Transcribe exactly each line of the entries, from the opening line to the line with "Target: red flower cluster", with both of those lines included.
------ Records to use
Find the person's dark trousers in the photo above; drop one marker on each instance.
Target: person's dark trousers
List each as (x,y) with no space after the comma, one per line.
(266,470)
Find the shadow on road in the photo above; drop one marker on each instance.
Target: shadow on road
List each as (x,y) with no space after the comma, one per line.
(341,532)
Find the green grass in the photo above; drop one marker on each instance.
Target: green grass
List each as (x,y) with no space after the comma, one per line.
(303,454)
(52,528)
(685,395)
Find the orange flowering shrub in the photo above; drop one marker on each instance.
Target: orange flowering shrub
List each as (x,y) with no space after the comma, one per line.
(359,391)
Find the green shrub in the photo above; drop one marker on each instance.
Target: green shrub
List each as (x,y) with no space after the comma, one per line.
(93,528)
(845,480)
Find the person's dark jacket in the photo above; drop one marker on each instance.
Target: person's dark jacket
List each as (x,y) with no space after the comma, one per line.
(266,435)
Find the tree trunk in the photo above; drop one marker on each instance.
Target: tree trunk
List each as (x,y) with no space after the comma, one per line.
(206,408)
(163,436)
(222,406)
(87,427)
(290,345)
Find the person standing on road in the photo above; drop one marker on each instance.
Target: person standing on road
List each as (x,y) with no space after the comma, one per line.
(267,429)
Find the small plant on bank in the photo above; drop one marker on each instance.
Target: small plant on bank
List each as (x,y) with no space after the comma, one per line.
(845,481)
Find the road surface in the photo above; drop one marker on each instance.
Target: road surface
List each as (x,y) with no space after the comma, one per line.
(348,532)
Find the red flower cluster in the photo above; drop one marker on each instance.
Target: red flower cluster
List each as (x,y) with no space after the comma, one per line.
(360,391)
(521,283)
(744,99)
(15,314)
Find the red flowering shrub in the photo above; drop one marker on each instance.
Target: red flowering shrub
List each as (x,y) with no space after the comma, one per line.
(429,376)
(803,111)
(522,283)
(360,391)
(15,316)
------------
**Expected answer:**
Find the person's dark trousers in the photo above; drop one marker on each instance.
Target: person's dark trousers
List each as (x,y) with no space after the comma, one per line.
(266,470)
Find the shadow on road in the photo above; drop one marker on each instance.
Target: shadow on road
List each as (x,y) with no space after the comma, one per line.
(341,532)
Find the green grass in the photo above; drop one marker on each instance.
Target: green grass
List each as (x,y) with no space after the comma, one per line.
(303,454)
(52,528)
(685,395)
Find the orange flowering shrub in the photo above; drop one marker on each instance.
Target: orange flowering shrub
List each as (x,y) with no space after the comma, one per line.
(359,391)
Find the green shrub in the photo above; drop one marker on each instance.
Target: green shrub
List each as (x,y) with no space after the comma, one per line.
(93,528)
(845,480)
Find the person's dark jacket in the photo above; drop one marker on each instance.
Target: person's dark jacket
List each as (x,y) with no space after the comma, one per line.
(266,435)
Find the tree trunk in the photo above; drop one marker on each instance.
Target: tree trunk
List each as (x,y) with no space after the comma, one per line.
(206,408)
(163,436)
(222,406)
(87,427)
(290,345)
Find the person standing on road in the photo above; drop one marker on each instance.
Target: person standing on road
List each as (x,y) with no space after the comma, one per line.
(267,429)
Find the small plant on bank in the photo above; drop one marker on each instance.
Target: small plant on bank
List each as (x,y) with no space after the comma, one per line.
(845,481)
Find the road surface in the photo above; drop one marker on each instance.
Target: road surface
List each as (x,y) with no space after the comma, one per line.
(348,532)
Find the red flower cluster in the photo above; drop one marker on each instance.
Target: red flower cluster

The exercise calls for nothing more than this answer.